SHORT TASK 1
Reproduce the code review word for word between "This is interesting." and "add code here.", inclusive.

------

This is interesting. This die() is never ever supposed to actually
trigger, except to allow a developer adding some new O_xxx-value to
quickly notice that they have forgotten to add code here.

>  /* See grab_values */
> -static void grab_common_values(struct atom_value *val, int deref, struct object *obj, void *buf, unsigned long sz)
> +static int grab_common_values(struct atom_value *val, int deref, struct object *obj,
> +                             void *buf, unsigned long sz, struct strbuf *err)
>  {
>         int i;
>
> @@ -868,8 +869,10 @@ static void grab_common_values(struct atom_value *val, int deref, struct object
>                         v->s = xstrfmt("%lu", sz);
>                 }
>                 else if (deref)
> -                       grab_objectname(name, obj->oid.hash, v, &used_atom[i]);
> +                       if (grab_objectname(name, obj->oid.hash, v, &used_atom[i], err))
> +                               return -1;
>         }
> +       return 0;
>  }

So if that conversion I commented on above had not happened, this would
not have been necessary. Let's read on...

>  /* See grab_values */
> @@ -1225,9 +1228,11 @@ static void fill_missing_values(struct atom_value *val)
>   * pointed at by the ref itself; otherwise it is the object the
>   * ref (which is a tag) refers to.
>   */
> -static void grab_values(struct atom_value *val, int deref, struct object *obj, void *buf, unsigned long sz)
> +static int grab_values(struct atom_value *val, int deref, struct object *obj,
> +                      void *buf, unsigned long sz, struct strbuf *err)
>  {
> -       grab_common_values(val, deref, obj, buf, sz);
> +       if (grab_common_values(val, deref, obj, buf, sz, err))

------

SHORT TASK 2
Locate every line in the entries below that contains the string "with", and copy each of those lines.

Excerpts from location labeling data:
------

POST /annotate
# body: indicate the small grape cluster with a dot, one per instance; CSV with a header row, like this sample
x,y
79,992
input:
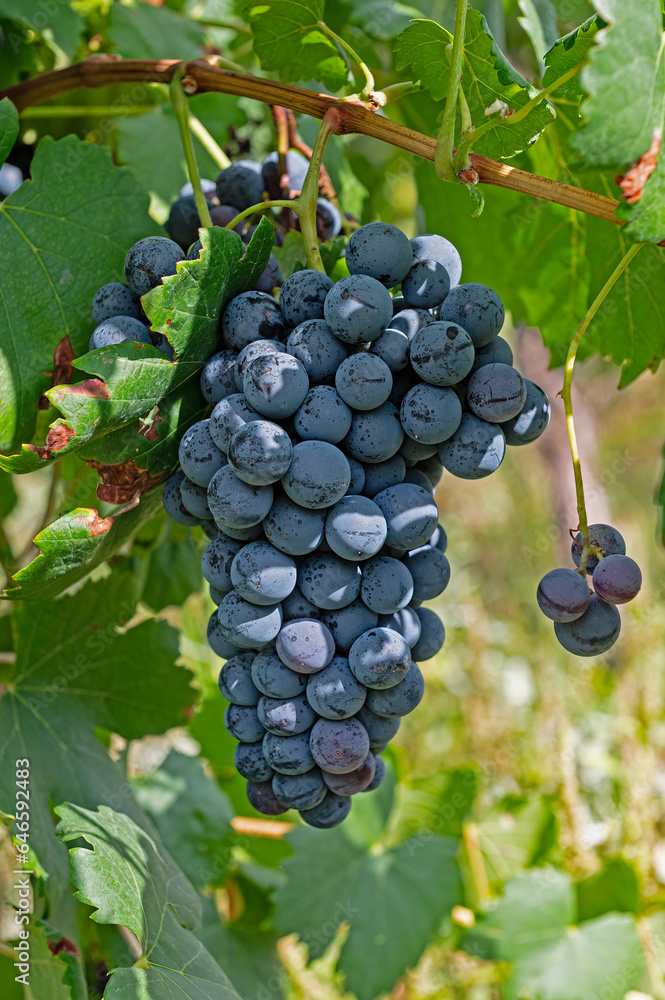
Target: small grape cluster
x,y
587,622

------

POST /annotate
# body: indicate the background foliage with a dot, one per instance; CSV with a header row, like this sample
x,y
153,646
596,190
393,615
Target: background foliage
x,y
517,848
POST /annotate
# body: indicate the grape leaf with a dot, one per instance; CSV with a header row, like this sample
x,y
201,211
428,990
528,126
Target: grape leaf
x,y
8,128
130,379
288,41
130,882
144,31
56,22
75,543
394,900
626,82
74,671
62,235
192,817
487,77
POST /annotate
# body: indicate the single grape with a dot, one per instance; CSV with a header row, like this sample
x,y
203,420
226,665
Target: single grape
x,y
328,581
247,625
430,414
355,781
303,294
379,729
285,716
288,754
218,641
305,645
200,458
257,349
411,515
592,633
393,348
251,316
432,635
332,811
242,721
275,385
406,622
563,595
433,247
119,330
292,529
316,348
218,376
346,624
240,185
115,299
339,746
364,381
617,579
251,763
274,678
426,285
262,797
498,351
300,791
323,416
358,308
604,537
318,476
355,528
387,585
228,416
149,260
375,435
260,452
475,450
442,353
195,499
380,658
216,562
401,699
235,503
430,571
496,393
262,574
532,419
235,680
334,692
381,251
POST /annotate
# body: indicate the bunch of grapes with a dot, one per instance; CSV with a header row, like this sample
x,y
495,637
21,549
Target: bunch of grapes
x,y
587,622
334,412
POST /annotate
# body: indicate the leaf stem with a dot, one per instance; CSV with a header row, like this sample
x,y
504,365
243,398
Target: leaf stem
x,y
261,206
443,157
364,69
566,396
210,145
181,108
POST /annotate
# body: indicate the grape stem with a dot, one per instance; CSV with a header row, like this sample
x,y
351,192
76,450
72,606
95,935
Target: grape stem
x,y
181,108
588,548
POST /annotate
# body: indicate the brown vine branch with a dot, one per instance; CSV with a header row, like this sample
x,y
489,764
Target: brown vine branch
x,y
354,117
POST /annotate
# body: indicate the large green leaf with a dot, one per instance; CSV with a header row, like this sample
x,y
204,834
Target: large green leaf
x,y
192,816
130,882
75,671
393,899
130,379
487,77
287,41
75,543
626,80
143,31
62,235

------

EXERCISE OUTPUT 1
This is interesting. This die() is never ever supposed to actually
trigger, except to allow a developer adding some new O_xxx-value to
quickly notice that they have forgotten to add code here.

EXERCISE OUTPUT 2
# body: indicate the small grape cluster with a dot, one per instance; CSV with a header row, like this sample
# body: indicate the background foliage with a dot, one per instance; CSV with a header row, like this sample
# body: indicate the grape leaf with a dot, one per instance; CSV with a header row, like this sample
# body: indicate the single grape with a dot, one per instance; CSV with a header row, like this sample
# body: indicate the bunch of grapes with a dot, one per instance; CSV with a header row, like this sample
# body: indicate the leaf stem with a dot, one per instance; CSV with a header row, like this sample
# body: indicate the grape stem with a dot, one per instance; CSV with a header row, like this sample
# body: indicate the brown vine branch with a dot, one per instance; CSV with a header row, like this sample
# body: indicate the large green leaf with a dot, one per instance; CSV with a header row, like this sample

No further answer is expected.